Texto em estudo:
━━━━━━

Pesquisa Seade – Janeiro 2020 / Elaboração: Flávia Lopes – Info Território

Correria hoje, vitória amanhã

O primeiro trabalhador informal que nós entrevistamos é o Paulo dos Santos, mais conhecido como DJ Dagoma. Ele atua como Dj, arte educador, e também vendedor ambulante dentro dos trens da CPTM. O Dj começou a trabalhar como ambulante a partir do convite de um amigo, que emprestou 20 reais para a compra da primeira mercadoria, isso ainda no início dos anos 2000. Na época, Dagoma trabalhava olhando carros no Cartório de Carapicuíba, região oeste de São Paulo.

“Ele me emprestou 20 reais, e a caixa de paçoca era 10 reais cada. Eu comprei duas caixas e comecei com duas caixas de paçoca. No final do dia eu tinha vendido 10 caixas de paçoca. E aí eu comecei a ir e estou até hoje. Ele faleceu já faz anos, e hoje eu estou aí, vai fazer 20 anos no trem, no mercado informal”

conta o Dj e arte educador, que por muitos anos teve o trabalho como vendedor ambulante sua principal fonte de renda.

Atualmente Dagoma mora na região da Luz, bairro central de São Paulo, mas nasceu e cresceu em Carapicuíba, zona oeste da cidade. O Dj e arte educador já trabalhou com carteira assinada, mas relata que encontrou no trabalho informal melhores possibilidades. “O que fez eu mudar é porque eu ganho mais do que eu trabalhar registrado. Porque registrado eu não ganho o que eu ganho, e eu vi que eu também posso ter MEI – Micro Empreendedor Individual, né!?”, conta o DJ.

━━━━━━

Tarefas:
• a. No texto em estudo, quanto dinheiro o amigo emprestou a Dagoma para a compra da primeira mercadoria?
• b. De acordo com o texto em estudo, as afirmações a seguir estão corretas? Responda sim ou não a cada uma e cite as palavras do texto que decidem.
(i) Dagoma nasceu e cresceu em Carapicuíba.
(ii) Dagoma nunca trabalhou com carteira assinada.
(iii) No final do primeiro dia, Dagoma tinha vendido duas caixas de paçoca.
• c. Transcreva do texto em estudo o trecho entre "Atualmente Dagoma mora" e "conta o DJ.", inclusive.

Dados selecionados:

━━━━━━

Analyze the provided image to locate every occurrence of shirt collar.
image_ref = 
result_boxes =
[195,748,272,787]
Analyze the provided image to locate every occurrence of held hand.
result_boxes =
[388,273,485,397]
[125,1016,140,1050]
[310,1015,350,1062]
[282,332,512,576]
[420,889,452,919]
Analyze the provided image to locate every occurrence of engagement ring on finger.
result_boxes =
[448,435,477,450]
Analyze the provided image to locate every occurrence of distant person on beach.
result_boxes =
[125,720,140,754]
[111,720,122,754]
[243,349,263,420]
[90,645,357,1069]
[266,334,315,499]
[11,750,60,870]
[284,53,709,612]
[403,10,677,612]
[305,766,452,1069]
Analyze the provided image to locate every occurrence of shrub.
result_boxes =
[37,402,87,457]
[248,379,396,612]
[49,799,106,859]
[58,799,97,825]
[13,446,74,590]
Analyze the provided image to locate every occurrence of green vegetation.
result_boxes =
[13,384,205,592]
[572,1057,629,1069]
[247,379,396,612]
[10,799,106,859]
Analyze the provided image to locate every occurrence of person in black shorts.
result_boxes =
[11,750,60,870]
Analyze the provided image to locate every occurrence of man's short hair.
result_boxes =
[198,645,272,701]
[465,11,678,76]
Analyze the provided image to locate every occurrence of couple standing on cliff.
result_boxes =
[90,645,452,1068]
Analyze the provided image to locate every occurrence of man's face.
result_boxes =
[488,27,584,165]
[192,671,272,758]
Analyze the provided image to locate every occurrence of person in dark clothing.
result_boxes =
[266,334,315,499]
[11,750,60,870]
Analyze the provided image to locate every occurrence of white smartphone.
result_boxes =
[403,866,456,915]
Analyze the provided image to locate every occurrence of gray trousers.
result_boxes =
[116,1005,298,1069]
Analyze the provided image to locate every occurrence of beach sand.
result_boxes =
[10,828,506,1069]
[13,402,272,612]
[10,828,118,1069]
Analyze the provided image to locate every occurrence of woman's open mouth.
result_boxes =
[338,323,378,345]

━━━━━━

Respostas por item:
• a. 20 reais.

• b.
(i) Sim: "mas nasceu e cresceu em Carapicuíba"
(ii) Não: "O Dj e arte educador já trabalhou com carteira assinada"
(iii) Não: "No final do dia eu tinha vendido 10 caixas de paçoca."

• c.
Atualmente Dagoma mora na região da Luz, bairro central de São Paulo, mas nasceu e cresceu em Carapicuíba, zona oeste da cidade. O Dj e arte educador já trabalhou com carteira assinada, mas relata que encontrou no trabalho informal melhores possibilidades. “O que fez eu mudar é porque eu ganho mais do que eu trabalhar registrado. Porque registrado eu não ganho o que eu ganho, e eu vi que eu também posso ter MEI – Micro Empreendedor Individual, né!?”, conta o DJ.